◆ **PETUNJUK TUGAS**
Kembalikan seluruh potongan teks tentang Gerbang Pembayaran Nasional di bawah ini tanpa mengubah satu kata pun.

Baca berita dengan sedikit iklan, klik disini
JAKARTA – Proses penyusunan dan persiapan kebijakan sistem Gerbang Pembayaran Nasional (GPN) membutuhkan waktu lama. Bank Indonesia merencanakan sistem pembayaran yang efisien sejak 20 tahun lalu dengan menciptakan interkoneksi dan interoperabilitas sistem pembayaran, dimulai dari kartu ATM/debit. “Kami sering dikritik karena mengeluarkan kebijakan yang kesannya tak populis. Memang butuh waktu untuk mengedukasi. Di akhir, tetap konsumen atau masyarakat yang diuntungkan,” ujar Direktur Eksekutif Departemen Elektronifikasi dan Gerbang Pembayaran Nasional Bank Indonesia, Pungky Wibowo, kepada Tempo.
Pungky menjelaskan, setelah peraturan GPN diterbitkan pada 2017, BI segera berkoordinasi dengan pihak-pihak terkait, seperti bank, lembaga switching, lembaga acquirer, dan lembaga services. “Kami mensyaratkan seluruh penyelenggara sistem pembayaran domestik terhubung dengan GPN. Caranya dengan menata ulang infrastruktur,” ucapnya.
Bank sentral mendorong perbankan untuk mengkoneksikan langsung mesin electronic data capture (EDC) dan ATM, serta mempersiapkan penerbitan kartu ATM/debit berlogo GPN. “Kami sudah mulai mengerjakan itu dari pertengahan tahun lalu.”

◆ **DATA YANG DIBERIKAN**
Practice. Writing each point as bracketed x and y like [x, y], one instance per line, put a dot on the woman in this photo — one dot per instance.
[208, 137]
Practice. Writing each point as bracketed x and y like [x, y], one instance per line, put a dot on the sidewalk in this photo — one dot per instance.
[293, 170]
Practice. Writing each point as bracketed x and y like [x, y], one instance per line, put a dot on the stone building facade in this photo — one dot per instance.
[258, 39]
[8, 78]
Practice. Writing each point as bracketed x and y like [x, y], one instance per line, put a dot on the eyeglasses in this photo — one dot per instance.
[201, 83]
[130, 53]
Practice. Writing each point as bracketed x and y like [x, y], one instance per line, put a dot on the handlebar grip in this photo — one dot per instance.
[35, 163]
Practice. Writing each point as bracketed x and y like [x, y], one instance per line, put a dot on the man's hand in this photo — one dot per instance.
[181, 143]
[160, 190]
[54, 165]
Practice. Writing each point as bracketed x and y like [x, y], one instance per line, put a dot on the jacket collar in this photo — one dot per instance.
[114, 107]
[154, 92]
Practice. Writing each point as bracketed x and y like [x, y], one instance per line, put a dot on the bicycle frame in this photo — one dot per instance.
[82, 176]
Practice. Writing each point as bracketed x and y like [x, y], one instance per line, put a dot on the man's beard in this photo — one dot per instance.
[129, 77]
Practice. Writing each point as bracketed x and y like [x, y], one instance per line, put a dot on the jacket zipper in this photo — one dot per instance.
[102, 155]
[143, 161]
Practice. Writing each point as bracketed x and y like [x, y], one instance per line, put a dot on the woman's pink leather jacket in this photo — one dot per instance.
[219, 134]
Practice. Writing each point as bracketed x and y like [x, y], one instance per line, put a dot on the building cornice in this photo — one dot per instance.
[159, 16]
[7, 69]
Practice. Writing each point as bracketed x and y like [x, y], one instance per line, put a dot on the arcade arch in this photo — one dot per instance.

◆ **JAWABAN**
Baca berita dengan sedikit iklan, klik disini
JAKARTA – Proses penyusunan dan persiapan kebijakan sistem Gerbang Pembayaran Nasional (GPN) membutuhkan waktu lama. Bank Indonesia merencanakan sistem pembayaran yang efisien sejak 20 tahun lalu dengan menciptakan interkoneksi dan interoperabilitas sistem pembayaran, dimulai dari kartu ATM/debit. “Kami sering dikritik karena mengeluarkan kebijakan yang kesannya tak populis. Memang butuh waktu untuk mengedukasi. Di akhir, tetap konsumen atau masyarakat yang diuntungkan,” ujar Direktur Eksekutif Departemen Elektronifikasi dan Gerbang Pembayaran Nasional Bank Indonesia, Pungky Wibowo, kepada Tempo.
Pungky menjelaskan, setelah peraturan GPN diterbitkan pada 2017, BI segera berkoordinasi dengan pihak-pihak terkait, seperti bank, lembaga switching, lembaga acquirer, dan lembaga services. “Kami mensyaratkan seluruh penyelenggara sistem pembayaran domestik terhubung dengan GPN. Caranya dengan menata ulang infrastruktur,” ucapnya.
Bank sentral mendorong perbankan untuk mengkoneksikan langsung mesin electronic data capture (EDC) dan ATM, serta mempersiapkan penerbitan kartu ATM/debit berlogo GPN. “Kami sudah mulai mengerjakan itu dari pertengahan tahun lalu.”